PRÓLOGO
I
Un texto comienza, muchas veces, allí mismo donde otro termina. Algo sucede, sin embargo, en el intervalo. Entre el punto final de un texto ya terminado y la letra con que se inaugura el siguiente hay una importante cesura. La muerte es, quizás, un espacio en blanco: el que media entre dos aforismos. Y todo libro es, en sustancia, un aforismo que ha tomado posesión del espacio textual hasta exprimir su quintaesencia. Entre un texto y otro se vive una experiencia de cambio, de alteración. Se accede, quizás, hacia otra forma de ser. Tal vez también la muerte sea eso, mutación hacia una nueva, o renovada, forma de ser y de existir. Quizás, cuando se tienen bastantes libros publicados, la clave del sentido de los mismos debería buscarse en las cesuras o calderones musicales que interrumpen con su silencio soñador el fluir, discreto o languideciente, del discurso.
• • • • •
**ENUNCIADO DE LA TAREA:** ¿Qué es quizás la muerte según el prólogo?
• • • • •
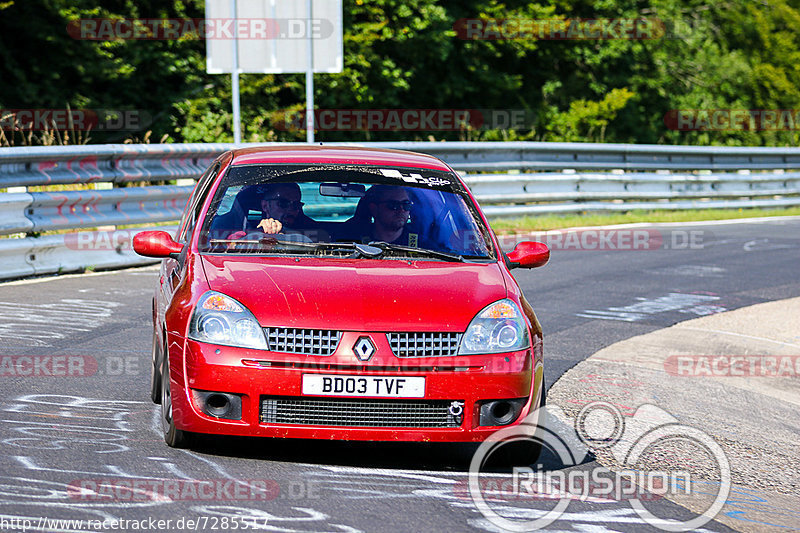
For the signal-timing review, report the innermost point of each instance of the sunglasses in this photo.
(285, 203)
(397, 205)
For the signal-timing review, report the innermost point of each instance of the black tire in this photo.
(522, 452)
(155, 371)
(174, 437)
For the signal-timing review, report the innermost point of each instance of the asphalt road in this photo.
(61, 434)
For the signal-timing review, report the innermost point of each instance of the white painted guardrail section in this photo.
(508, 179)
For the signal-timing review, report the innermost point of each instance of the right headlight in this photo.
(498, 328)
(219, 319)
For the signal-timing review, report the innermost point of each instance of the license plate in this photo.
(374, 386)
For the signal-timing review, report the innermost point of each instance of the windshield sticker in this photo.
(414, 178)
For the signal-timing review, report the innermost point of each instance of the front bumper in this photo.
(255, 374)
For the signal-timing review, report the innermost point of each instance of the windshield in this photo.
(337, 210)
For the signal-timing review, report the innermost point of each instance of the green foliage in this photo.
(409, 54)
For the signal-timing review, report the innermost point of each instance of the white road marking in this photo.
(39, 324)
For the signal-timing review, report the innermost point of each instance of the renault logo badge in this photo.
(363, 348)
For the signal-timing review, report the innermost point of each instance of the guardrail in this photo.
(508, 179)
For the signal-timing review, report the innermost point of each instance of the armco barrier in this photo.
(508, 179)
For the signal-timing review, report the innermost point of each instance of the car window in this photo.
(401, 209)
(196, 201)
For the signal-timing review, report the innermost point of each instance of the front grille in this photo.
(303, 341)
(424, 344)
(358, 413)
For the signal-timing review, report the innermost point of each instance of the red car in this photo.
(340, 293)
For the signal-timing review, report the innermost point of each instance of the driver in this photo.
(280, 207)
(268, 208)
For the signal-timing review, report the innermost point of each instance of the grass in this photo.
(550, 222)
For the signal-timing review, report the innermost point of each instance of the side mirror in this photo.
(156, 244)
(528, 254)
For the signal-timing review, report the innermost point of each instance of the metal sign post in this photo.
(237, 120)
(274, 43)
(310, 76)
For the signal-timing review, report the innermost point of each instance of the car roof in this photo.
(342, 155)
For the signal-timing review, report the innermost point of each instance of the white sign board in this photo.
(273, 36)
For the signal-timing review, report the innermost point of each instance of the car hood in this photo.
(357, 294)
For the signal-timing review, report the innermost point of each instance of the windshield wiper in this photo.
(422, 251)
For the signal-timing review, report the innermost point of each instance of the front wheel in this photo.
(174, 437)
(155, 372)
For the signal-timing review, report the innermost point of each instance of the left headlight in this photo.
(219, 319)
(498, 328)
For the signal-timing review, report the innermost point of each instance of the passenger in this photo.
(390, 208)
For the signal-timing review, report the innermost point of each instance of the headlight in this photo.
(498, 328)
(219, 319)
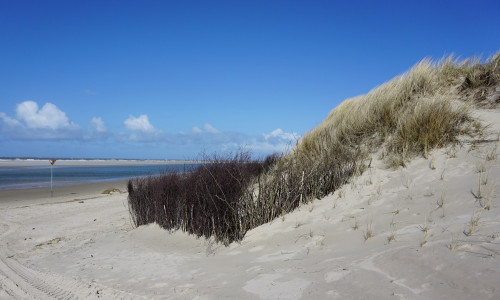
• • • • •
**SOLUCIÓN PROPUESTA:** Un espacio en blanco: el que media entre dos aforismos.